* _Task directions_
What you give back must match the records below exactly.

--------------------

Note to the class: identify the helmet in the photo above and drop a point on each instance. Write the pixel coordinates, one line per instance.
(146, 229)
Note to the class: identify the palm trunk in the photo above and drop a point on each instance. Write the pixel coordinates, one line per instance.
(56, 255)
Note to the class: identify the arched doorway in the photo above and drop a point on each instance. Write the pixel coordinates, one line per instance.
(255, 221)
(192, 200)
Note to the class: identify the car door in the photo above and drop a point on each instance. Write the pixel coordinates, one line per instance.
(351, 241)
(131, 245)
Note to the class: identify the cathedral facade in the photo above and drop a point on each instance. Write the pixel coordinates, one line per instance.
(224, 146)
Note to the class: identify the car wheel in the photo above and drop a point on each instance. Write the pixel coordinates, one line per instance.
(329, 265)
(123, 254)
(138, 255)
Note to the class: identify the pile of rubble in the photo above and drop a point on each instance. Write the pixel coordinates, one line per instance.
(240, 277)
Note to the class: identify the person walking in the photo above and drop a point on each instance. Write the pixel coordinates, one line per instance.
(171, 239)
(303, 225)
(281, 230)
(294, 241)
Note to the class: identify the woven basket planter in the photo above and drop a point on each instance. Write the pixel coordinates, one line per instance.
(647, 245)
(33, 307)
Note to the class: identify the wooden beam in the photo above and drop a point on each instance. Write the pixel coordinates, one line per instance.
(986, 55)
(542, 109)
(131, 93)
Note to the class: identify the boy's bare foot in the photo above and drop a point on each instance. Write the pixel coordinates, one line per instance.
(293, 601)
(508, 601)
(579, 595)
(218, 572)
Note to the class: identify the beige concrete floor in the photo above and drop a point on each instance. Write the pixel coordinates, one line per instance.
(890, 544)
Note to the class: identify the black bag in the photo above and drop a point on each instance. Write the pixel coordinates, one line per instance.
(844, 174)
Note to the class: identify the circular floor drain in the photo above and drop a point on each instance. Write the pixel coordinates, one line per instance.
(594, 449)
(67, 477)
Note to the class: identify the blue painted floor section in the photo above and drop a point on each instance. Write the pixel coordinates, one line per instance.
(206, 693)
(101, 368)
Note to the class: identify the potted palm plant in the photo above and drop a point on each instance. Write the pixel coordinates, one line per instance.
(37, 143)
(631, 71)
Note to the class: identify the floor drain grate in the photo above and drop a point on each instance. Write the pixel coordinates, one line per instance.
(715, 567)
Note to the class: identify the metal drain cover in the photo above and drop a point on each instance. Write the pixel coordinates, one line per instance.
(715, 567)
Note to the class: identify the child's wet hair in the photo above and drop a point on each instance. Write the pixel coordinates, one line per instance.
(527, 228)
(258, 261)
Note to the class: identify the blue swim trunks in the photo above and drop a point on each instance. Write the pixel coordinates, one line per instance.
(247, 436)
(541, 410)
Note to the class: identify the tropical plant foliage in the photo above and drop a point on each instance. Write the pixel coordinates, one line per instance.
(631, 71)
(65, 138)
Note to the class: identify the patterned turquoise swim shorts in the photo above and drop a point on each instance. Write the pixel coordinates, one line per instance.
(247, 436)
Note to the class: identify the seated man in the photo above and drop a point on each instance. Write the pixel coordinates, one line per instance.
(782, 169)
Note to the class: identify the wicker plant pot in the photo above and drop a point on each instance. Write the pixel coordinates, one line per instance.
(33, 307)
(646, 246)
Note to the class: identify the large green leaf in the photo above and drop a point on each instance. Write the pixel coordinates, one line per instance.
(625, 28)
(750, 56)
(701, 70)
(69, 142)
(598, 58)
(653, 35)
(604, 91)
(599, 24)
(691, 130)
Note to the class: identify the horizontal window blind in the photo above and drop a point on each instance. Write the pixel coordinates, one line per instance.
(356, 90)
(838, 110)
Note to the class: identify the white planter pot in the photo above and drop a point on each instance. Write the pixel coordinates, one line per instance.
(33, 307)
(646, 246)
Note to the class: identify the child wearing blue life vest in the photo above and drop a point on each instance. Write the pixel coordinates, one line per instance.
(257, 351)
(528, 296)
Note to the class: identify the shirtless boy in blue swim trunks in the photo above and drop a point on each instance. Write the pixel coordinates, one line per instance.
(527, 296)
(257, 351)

--------------------

* _Solution to the problem_
Note to the class: identify the helmet in the photo above and drop a point on each instance. Write the pixel coordinates, one line per instance.
(146, 229)
Note to the class: identify the palm trunk in the photo above and drop a point on each instance. Write the pixel coordinates, one line per instance.
(56, 255)
Note to the class: identify the arched doorway in the photo above and drop a point on each instance. Write the pixel coordinates, one line per instance.
(255, 221)
(192, 200)
Note to the class: identify the car door in the photo above and drop a point on each instance. Write the pixel coordinates, one line per instance.
(351, 241)
(131, 245)
Note to the class: identify the cathedral facade in the photo above and drop a point on each instance. Write the pixel coordinates, one line per instance.
(224, 146)
Note to the class: identify the car wheel in the photo above and drop a point on each instance. Write the pixel coordinates, one line per instance.
(329, 265)
(123, 254)
(138, 255)
Note to the class: identify the pile of rubble in the photo above and drop a point on each instance. Write the pixel coordinates, one line per instance.
(240, 277)
Note to the class: identify the person walking in the photo above and drop a point on each instance. Write the pixel coordinates, one line per instance.
(171, 239)
(303, 225)
(281, 230)
(294, 241)
Note to the class: identify the woven basket planter in the photo above and drop a point on each instance. Write the pixel coordinates, one line per instance.
(647, 245)
(33, 307)
Note to the class: identify the wooden beam in the photo above and drop a point on each instance. Write the pixel coordinates, one line per instance.
(986, 55)
(542, 109)
(131, 93)
Note to the class: identify the boy's bare foot in the photo above and drop a point on each instance. Write the pixel coordinates, one line per instance.
(293, 601)
(508, 601)
(579, 595)
(218, 572)
Note to the class: identify the beige concrete floor in the photo above and drop a point on each instance. Write the pixel coordinates, one line per instance.
(890, 544)
Note to the class: identify the black bag in the photo above and drop a point on each instance. Write the pixel coordinates, one line per instance.
(844, 174)
Note to the class: identify the circular floor drain in the photo above and drop a point on each instance. Write the pixel coordinates, one line per instance.
(594, 449)
(67, 477)
Note to the class: identify the blue painted floor section in the photo above and drop a point on each instance. Write the pixel coordinates, one line per instance.
(206, 693)
(101, 368)
Note to the class: identify the potted palm plant in the photo above and drop a point on each instance. Write the pixel coordinates, one line per instance.
(37, 143)
(631, 71)
Note to the class: identify the floor drain grate in the photo above and drop a point on each instance. Write the pixel coordinates, one line per instance.
(715, 567)
Note to the class: identify the metal drain cover in the photo above and drop a point on each instance. Write the pixel coordinates, one line per instance.
(715, 567)
Note to the class: identify the child's wet hair in the photo above and drop a point on each instance. Write the pixel coordinates, one line per instance.
(527, 228)
(258, 261)
Note to the class: identify the blue swim trunks in the photo above and drop a point on each instance. Write the pixel coordinates, one line per instance.
(247, 436)
(541, 410)
Note to the class: identify the tropical plant foliage in the photo above and drop a point on each instance. Write the pixel coordinates, one line per instance.
(631, 71)
(65, 138)
Note to the class: identify the patterned turquoise swim shorts in the photo above and drop a point on each instance. Write the pixel coordinates, one line per instance.
(247, 436)
Note to the class: identify the seated man in the photo above and drop a point on each instance. Write the pixel coordinates, one line per instance.
(782, 169)
Note to the class: identify the wicker plant pot in the photo above and drop a point on each instance. Write the pixel coordinates, one line per instance.
(33, 307)
(646, 246)
Note to the class: identify the large green leaf in the photo above and drop a point on each instance. Write the pixel coordinates, one line per instance.
(625, 28)
(750, 56)
(701, 70)
(69, 142)
(598, 58)
(653, 35)
(604, 91)
(599, 24)
(691, 130)
Note to the class: identify the horizontal window blind in the photo above and drop a point on each instance. Write the pixel coordinates, one line per instance.
(356, 90)
(838, 110)
Note to the class: identify the white planter pot in the photo above and drop a point on each instance. Write the pixel coordinates, one line per instance.
(33, 307)
(646, 246)
Note to the class: identify the child wearing blue life vest in the photo above and drop a point on each instance. Write the pixel coordinates, one line per instance.
(257, 351)
(528, 296)
Note to the class: identify the shirtless boy in blue swim trunks in the photo above and drop a point on each instance. Write the pixel coordinates, one line per instance.
(527, 296)
(257, 351)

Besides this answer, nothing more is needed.